### Document segment
** begin **

Fast-growing colleges and universities should understand that "communication is key," said Kim Griffo, executive director of the International Town-Gown Association at Clemson University in South Carolina. The organization has worked with Georgetown University and the University of Maryland at College Park.

She suggests that neighborhood associations try to include students in community service projects and other social activities to build better relationships.

"When they get to meet and make eye contact and see that these are their neighbors, the tension seems to lessen some," she said. "The neighbors are less likely to call the police, and the students are less likely to party as loud."

Griffo also recommends requiring students to inform campus officials and police when they are having a party and getting recommendations from university leaders in campus organizations.

Towson University enrolls more than 21,000 undergraduate and graduate students, but guarantees housing only to its college freshmen. Campus housing now accommodates about 40 percent of undergraduates, but the school is planning to build residence halls to accommodate 2,400 additional beds by 2018.

The school's undergraduate enrollment has increased by 30 percent in the past seven years. Graduate enrollment has increased by 53 percent in the same time period.

"Most people think that because our enrollment has gone up, that should directly correlate to the number of beds on campus," Cooper said, "but not all of those people want to live on campus or are eligible to live on campus."

Baltimore County has attempted to address poor off-campus behavior by imposing tougher sanctions on landlords.

Marks asked the task force Wednesday to explore creating a special overlay zone for Towson University, that would require additional rules and penalties for residential areas near the school, and take a look at the code enforcement process and whether property owners have sufficient tools to evict problem tenants.

He also wants them to look at ways to enhance neighborhood stability and accommodate student renters.

"I'd like you to be imaginative," he said.

Some residents on the task force complained that some consider Towson a college town.

"We're losing people to other parts of the county, and they're never coming back," said Mike Ertel, a past president of the Greater Towson Council of Community Associations. He said Towson is losing starter homes in neighborhoods such as Burkleigh Square to college renters.

Local landlord Randy Cooper said being a college town has its benefits.

"Instead of us against them, we should be celebrating," said Cooper, who is not related to the university spokeswoman. He spoke of student spending on local businesses.

Towson University senior Scott Rappaport, one of the school's community ambassadors, said students and neighbors need to work together.

"I feel like residents have a preconceived notion that students are going to come in and cause havoc. So, students feel like they're being attacked because they're not being given a chance," said Rappaport, 21. "We need residents and students to really trust each other."

** end **

### Direction 1
Return the part of the Towson housing article that opens with the words containing "Fast-growing colleges and" and closes with "build better relationships.".

### Given entries
** begin **

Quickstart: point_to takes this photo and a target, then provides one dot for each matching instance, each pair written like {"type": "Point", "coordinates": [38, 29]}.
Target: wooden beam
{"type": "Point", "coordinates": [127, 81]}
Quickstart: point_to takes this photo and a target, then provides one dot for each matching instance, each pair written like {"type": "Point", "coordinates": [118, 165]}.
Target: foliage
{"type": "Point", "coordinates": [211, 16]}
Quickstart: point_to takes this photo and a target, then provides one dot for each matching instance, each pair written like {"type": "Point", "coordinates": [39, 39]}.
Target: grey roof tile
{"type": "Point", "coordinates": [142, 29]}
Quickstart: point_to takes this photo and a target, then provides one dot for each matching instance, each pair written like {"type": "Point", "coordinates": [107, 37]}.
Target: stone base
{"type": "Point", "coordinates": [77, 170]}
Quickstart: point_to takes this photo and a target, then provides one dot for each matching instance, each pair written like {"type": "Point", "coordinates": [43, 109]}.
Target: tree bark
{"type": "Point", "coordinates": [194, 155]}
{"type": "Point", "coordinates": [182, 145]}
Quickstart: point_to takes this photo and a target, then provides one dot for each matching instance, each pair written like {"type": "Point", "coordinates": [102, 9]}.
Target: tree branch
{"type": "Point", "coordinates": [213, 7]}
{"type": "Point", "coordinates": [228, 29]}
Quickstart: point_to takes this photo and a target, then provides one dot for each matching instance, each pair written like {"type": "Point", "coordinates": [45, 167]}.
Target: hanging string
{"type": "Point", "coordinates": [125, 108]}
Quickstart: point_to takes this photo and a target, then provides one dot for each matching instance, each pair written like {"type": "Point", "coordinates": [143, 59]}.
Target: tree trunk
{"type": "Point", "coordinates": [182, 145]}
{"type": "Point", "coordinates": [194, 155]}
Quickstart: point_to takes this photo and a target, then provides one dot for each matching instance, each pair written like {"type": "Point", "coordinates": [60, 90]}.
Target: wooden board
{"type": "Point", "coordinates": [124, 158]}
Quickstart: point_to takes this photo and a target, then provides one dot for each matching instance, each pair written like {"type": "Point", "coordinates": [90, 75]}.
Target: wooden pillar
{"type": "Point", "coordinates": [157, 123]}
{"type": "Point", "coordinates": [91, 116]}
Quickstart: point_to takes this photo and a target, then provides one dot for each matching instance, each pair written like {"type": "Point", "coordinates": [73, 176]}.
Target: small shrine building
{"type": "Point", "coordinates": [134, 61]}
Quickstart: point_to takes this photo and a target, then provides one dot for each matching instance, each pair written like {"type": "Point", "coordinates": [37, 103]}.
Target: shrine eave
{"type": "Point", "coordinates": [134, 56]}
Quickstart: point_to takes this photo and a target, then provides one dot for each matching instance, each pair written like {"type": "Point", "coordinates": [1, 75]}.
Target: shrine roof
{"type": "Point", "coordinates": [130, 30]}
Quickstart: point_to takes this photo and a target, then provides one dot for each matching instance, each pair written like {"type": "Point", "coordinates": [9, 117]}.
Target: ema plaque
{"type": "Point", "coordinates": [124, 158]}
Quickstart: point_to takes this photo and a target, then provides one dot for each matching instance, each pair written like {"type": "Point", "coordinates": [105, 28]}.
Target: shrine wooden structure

** end **
** begin **

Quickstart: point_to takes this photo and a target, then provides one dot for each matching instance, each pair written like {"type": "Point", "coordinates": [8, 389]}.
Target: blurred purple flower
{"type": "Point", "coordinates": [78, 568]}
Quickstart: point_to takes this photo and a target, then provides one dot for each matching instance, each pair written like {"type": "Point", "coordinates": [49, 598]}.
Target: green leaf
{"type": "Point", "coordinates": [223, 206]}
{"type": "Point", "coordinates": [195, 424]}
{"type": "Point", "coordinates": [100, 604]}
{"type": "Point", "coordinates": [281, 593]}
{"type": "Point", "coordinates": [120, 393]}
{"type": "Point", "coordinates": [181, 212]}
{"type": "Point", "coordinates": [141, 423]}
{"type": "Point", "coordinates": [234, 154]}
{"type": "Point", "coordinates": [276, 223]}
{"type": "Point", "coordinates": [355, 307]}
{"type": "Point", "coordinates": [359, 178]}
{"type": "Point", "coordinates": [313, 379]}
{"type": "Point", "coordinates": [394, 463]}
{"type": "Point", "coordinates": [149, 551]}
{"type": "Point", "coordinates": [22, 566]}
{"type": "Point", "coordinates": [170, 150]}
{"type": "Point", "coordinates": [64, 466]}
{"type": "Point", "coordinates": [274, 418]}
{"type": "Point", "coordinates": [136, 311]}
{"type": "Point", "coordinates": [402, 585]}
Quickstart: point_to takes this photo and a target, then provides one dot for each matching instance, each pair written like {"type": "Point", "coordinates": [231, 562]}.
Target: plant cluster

** end **

### Direction 2
Please collect every line of the rows that holds the word "wooden", where case counts.

### Correct response 1
Fast-growing colleges and universities should understand that "communication is key," said Kim Griffo, executive director of the International Town-Gown Association at Clemson University in South Carolina. The organization has worked with Georgetown University and the University of Maryland at College Park.

She suggests that neighborhood associations try to include students in community service projects and other social activities to build better relationships.

### Correct response 2
Target: wooden beam
Target: wooden board
Target: wooden pillar
Target: shrine wooden structure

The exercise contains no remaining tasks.